Yapılacak iş: Satırların başından "left=0, top=0, right=450, bottom=171" ifadesini içeren satıra kadar (iki uç dahil) olan satırları, "blue background" yerine "red background" koyarak yeniden yazın. Geri kalan her şey aynen kalsın.

----------

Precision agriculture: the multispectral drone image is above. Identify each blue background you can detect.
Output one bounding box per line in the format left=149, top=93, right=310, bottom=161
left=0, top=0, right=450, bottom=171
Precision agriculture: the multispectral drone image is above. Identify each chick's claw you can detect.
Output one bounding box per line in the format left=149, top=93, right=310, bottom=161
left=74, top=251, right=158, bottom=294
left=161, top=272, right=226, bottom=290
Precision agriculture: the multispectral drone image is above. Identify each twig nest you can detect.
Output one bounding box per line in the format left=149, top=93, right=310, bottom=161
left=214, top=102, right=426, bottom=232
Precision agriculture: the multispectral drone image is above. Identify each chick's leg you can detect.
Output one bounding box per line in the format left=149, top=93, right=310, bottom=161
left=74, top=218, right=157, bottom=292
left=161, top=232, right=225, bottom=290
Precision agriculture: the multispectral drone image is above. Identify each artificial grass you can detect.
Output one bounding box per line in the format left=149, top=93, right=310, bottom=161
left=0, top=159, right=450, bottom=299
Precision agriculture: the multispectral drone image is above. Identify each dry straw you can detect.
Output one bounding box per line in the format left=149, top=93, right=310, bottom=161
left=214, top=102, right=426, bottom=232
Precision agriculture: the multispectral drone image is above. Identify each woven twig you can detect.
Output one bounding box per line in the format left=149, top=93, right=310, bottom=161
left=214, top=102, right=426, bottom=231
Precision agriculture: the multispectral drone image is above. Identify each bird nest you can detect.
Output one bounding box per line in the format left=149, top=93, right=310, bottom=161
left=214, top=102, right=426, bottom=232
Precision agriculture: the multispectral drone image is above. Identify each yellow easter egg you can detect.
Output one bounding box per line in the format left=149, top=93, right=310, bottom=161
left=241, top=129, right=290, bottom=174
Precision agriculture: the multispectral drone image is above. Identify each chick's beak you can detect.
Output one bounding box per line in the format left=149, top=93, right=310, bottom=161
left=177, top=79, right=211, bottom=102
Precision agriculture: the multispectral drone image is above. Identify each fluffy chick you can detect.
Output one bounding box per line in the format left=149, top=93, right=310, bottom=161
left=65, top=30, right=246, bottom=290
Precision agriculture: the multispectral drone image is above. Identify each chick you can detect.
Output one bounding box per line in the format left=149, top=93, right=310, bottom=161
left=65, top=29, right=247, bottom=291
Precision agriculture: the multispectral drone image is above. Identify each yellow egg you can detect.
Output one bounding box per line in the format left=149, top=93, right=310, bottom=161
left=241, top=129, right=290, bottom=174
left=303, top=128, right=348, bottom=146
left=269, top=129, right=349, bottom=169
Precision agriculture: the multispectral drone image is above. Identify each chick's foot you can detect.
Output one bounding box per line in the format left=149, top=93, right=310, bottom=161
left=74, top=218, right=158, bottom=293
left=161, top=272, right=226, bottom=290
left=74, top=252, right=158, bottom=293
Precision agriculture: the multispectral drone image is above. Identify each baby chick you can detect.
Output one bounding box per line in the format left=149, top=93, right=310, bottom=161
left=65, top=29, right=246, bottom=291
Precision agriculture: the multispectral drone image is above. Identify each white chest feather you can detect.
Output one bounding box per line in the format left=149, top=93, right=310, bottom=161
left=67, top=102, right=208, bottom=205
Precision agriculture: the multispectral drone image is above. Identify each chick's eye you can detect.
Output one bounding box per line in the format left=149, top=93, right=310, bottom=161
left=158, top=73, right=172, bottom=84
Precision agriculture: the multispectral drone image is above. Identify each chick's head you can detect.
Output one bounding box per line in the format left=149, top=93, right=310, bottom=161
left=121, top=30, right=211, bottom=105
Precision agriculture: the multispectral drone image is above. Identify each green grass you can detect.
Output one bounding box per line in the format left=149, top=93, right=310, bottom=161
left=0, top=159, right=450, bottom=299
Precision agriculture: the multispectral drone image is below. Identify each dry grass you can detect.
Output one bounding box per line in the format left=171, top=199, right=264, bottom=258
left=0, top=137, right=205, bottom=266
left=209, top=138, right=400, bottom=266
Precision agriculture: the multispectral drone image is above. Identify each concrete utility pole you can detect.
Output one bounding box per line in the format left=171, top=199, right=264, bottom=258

----------

Alıştırma cevabı:
Precision agriculture: the multispectral drone image is above. Identify each red background you can detect.
Output one bounding box per line in the format left=149, top=93, right=310, bottom=161
left=0, top=0, right=450, bottom=171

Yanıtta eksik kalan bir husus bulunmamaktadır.